→ Task statement: Please return every line of the material below that contains the word "blue", where case counts.

— BEGIN —

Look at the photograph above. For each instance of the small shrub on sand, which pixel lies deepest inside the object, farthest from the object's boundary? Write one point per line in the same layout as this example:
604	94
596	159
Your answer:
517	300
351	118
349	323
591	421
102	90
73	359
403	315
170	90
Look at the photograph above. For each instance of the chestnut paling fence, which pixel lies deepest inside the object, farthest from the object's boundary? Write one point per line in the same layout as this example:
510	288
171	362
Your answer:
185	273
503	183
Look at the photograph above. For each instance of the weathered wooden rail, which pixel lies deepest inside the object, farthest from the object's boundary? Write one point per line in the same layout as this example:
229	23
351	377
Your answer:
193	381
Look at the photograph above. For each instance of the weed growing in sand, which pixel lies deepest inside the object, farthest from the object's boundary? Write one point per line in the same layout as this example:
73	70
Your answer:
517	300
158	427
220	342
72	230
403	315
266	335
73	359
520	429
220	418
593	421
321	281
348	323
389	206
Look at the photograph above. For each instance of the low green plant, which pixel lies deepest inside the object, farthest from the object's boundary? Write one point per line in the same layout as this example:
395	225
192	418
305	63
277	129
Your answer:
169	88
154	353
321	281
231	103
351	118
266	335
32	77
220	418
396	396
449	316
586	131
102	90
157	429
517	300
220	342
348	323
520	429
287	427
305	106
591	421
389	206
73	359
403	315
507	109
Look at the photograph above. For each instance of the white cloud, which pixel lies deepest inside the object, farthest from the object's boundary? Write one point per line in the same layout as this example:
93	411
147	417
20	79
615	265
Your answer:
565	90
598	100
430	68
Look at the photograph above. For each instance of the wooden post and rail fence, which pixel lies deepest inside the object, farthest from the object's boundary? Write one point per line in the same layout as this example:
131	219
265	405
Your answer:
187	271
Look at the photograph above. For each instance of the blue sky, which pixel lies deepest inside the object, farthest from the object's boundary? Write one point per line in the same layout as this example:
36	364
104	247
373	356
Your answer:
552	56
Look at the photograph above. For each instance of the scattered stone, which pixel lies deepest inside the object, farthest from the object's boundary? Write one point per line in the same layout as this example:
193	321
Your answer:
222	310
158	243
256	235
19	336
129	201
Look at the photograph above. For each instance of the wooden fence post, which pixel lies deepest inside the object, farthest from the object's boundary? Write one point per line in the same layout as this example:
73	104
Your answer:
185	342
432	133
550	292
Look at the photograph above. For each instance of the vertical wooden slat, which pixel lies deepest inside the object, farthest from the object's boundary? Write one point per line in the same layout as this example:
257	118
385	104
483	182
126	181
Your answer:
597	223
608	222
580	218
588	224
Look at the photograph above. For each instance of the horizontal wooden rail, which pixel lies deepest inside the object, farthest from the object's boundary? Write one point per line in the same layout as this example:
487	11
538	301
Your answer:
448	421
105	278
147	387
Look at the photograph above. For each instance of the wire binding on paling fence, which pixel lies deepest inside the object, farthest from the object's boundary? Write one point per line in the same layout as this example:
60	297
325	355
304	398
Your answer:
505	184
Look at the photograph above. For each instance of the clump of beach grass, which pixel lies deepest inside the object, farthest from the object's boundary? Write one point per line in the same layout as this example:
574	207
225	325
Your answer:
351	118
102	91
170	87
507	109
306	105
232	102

— END —
— BEGIN —

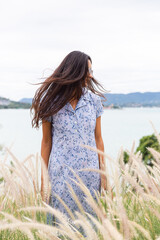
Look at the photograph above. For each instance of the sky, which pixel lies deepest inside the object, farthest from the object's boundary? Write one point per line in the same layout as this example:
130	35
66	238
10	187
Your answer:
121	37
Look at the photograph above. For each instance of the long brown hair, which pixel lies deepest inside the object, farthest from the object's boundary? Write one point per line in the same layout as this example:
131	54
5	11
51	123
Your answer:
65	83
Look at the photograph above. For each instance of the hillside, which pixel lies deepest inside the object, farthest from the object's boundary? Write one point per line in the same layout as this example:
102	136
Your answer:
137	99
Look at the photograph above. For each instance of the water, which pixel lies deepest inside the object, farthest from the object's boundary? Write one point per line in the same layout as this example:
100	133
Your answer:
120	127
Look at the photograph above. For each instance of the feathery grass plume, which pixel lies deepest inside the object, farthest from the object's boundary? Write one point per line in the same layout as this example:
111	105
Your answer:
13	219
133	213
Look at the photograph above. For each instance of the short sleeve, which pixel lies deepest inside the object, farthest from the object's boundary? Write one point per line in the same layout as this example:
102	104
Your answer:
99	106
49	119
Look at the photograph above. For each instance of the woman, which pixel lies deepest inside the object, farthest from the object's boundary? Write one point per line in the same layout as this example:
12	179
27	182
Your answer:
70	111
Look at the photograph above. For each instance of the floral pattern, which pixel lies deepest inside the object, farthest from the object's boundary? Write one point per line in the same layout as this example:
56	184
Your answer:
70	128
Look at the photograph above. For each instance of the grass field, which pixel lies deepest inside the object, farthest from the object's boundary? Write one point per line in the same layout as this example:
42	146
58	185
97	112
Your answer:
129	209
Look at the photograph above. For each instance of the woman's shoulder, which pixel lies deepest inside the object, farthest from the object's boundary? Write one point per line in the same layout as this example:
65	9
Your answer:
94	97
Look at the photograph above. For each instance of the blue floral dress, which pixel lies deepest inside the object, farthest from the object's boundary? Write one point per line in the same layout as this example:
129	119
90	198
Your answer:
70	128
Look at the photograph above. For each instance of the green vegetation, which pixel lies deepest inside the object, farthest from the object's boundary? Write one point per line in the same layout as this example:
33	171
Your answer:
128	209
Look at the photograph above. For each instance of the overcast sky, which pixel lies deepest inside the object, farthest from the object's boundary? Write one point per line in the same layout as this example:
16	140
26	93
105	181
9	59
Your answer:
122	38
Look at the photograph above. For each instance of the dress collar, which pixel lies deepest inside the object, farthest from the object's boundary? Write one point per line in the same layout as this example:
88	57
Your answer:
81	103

— END —

→ Full output:
Look at the photograph above. For each instance of the blue sky, which pixel lies deepest inside the object, farthest from the object's boundary? Write one point per line in the same layout as this example:
Look at the photograph above. For each instance of the blue floral dress, which pixel lies deepest inside the object, farthest from the object's boundary? Write one point per line in the same layout as this example:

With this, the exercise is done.